▶ What you should do
Print the lines below word for word, beginning with the first and ending with the line that holds "box: [404, 170, 415, 290]", and skip every picture.

▶ Material provided
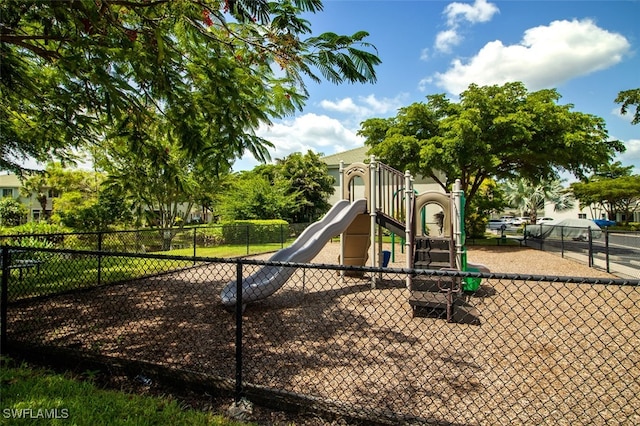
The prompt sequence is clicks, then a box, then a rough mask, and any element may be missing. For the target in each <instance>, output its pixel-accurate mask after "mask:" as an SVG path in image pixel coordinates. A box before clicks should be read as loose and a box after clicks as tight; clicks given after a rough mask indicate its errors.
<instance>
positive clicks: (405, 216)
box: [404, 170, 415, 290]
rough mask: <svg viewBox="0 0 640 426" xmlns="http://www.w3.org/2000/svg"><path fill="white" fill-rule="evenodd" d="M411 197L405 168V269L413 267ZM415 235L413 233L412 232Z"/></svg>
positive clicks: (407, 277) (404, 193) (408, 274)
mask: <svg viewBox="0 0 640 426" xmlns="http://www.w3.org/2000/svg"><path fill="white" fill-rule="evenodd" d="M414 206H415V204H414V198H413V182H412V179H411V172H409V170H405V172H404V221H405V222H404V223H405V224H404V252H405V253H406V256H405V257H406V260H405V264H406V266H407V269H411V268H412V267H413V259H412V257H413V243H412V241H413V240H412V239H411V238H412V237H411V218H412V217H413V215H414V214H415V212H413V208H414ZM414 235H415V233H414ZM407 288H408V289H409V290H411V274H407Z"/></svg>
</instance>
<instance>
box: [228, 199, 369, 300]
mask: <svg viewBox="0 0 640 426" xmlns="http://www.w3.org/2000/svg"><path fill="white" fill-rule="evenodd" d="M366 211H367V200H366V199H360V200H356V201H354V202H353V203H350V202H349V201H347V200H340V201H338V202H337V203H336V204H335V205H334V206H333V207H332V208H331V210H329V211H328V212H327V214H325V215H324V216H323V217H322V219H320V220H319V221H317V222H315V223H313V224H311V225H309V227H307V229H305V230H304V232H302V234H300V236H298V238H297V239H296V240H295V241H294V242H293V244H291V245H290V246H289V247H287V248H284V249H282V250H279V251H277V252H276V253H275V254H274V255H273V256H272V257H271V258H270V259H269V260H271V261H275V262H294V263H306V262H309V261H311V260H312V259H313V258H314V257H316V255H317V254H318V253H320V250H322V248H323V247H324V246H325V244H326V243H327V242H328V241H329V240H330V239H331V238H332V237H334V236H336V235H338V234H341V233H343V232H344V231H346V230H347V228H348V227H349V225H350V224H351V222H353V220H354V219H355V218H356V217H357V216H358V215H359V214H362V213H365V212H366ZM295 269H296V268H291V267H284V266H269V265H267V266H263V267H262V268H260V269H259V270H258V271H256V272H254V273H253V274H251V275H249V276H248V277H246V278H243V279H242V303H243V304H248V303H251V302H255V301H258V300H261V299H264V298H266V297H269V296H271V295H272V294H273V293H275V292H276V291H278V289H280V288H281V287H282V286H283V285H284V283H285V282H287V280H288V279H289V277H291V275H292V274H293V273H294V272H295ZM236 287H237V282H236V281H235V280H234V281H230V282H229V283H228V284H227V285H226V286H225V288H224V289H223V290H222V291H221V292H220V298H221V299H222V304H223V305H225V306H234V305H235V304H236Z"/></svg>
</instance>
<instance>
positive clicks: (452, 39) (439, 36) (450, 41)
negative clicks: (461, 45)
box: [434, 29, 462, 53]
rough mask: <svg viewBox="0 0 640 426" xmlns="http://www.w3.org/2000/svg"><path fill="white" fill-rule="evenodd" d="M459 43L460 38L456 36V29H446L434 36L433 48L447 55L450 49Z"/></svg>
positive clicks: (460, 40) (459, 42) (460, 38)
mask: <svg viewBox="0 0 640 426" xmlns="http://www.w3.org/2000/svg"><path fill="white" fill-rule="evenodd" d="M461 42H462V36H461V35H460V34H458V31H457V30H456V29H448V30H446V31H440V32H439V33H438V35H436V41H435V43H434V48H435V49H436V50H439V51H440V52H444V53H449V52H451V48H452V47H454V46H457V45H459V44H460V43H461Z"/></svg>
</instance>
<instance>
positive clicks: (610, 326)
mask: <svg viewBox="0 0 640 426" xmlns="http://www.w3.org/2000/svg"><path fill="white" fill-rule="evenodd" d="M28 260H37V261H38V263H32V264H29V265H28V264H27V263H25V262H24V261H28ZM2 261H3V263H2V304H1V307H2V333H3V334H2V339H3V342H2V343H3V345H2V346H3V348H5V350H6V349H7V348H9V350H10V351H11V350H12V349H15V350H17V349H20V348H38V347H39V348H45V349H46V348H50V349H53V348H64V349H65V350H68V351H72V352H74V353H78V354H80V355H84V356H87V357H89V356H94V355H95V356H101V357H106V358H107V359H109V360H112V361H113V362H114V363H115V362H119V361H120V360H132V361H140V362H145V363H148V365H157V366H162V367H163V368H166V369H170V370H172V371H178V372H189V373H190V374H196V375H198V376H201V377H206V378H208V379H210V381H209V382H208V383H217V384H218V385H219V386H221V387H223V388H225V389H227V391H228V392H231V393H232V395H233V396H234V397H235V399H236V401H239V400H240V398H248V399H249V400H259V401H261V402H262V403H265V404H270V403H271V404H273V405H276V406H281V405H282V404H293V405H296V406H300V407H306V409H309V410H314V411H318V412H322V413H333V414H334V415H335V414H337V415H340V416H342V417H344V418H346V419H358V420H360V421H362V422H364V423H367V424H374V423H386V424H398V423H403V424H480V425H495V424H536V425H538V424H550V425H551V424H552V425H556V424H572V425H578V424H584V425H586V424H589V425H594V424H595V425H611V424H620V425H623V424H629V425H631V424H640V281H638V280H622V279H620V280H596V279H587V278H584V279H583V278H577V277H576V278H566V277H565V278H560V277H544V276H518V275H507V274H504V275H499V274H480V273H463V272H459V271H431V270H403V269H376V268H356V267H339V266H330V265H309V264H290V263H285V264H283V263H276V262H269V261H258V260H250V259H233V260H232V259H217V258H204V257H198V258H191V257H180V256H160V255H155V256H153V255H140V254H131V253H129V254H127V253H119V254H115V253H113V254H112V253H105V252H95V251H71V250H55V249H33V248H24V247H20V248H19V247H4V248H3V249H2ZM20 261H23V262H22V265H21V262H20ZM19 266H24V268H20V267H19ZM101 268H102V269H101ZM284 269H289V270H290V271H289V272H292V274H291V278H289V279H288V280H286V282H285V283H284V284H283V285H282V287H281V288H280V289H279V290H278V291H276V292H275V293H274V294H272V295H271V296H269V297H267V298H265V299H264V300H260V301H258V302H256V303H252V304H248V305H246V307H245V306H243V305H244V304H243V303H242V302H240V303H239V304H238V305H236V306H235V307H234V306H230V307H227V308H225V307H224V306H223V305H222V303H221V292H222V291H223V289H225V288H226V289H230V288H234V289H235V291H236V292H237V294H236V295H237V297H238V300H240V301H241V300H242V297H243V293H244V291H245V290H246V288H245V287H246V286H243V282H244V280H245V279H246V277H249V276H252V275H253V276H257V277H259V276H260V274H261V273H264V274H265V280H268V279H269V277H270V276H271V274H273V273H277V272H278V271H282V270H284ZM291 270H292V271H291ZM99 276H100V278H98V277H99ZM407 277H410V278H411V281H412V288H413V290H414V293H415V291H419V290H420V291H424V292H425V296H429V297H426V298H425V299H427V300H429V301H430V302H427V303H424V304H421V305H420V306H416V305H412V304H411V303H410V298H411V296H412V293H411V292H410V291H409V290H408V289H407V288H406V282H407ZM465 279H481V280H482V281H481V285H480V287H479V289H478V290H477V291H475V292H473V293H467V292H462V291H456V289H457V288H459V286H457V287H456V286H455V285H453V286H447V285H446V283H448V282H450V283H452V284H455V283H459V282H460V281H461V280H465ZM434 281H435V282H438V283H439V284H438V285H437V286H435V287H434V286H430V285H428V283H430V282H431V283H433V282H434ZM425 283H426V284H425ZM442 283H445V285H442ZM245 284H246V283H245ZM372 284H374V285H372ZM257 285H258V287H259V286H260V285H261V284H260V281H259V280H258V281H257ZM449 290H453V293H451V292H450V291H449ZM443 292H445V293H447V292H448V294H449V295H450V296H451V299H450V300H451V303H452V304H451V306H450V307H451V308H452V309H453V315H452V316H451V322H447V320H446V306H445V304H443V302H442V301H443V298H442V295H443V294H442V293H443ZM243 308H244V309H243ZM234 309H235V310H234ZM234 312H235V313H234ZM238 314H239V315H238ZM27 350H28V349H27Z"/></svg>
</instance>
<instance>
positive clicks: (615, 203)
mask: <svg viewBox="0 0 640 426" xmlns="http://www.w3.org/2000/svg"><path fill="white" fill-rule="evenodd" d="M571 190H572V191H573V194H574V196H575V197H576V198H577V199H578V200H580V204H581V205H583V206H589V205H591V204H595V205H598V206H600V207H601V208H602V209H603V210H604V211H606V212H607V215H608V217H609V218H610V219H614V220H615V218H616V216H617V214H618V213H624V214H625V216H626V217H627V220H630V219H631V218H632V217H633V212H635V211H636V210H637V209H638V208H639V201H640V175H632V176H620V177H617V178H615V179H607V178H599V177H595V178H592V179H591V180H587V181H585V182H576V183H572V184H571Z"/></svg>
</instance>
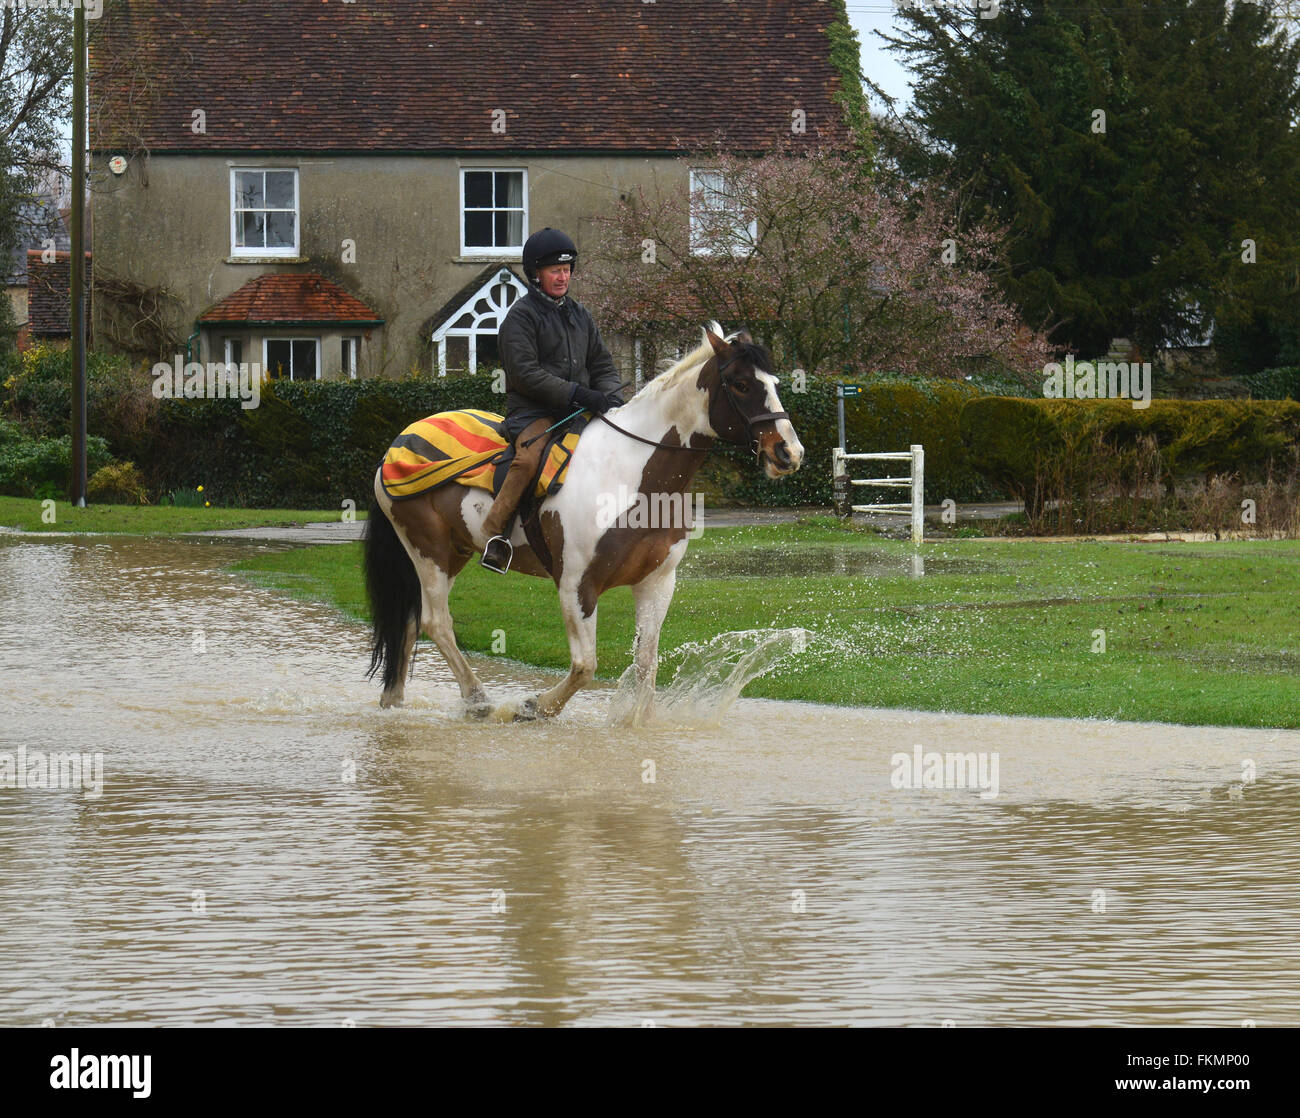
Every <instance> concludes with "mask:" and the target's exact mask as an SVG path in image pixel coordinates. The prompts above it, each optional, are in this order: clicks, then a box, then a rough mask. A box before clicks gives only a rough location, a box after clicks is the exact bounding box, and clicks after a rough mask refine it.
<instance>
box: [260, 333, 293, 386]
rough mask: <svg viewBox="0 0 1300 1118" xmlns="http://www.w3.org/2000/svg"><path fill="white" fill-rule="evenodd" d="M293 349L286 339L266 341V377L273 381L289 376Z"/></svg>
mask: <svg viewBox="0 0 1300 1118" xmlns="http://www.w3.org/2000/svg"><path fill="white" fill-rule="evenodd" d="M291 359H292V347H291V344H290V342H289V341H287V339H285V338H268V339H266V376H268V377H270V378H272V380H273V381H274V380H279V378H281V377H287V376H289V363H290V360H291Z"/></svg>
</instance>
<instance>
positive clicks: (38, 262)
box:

▶ Response to this exercise
The prompt sequence is clicks, then a box, then a rough mask, and any element may be missing. For the target in each <instance>, output its pixel-accurate mask after "mask:" as an SVG path in image pixel coordinates. A box before clicks should be read as loose and a box after clicks as tight; clicks given after a rough mask indicate its errors.
<instance>
positive clicks: (405, 216)
box: [404, 170, 415, 290]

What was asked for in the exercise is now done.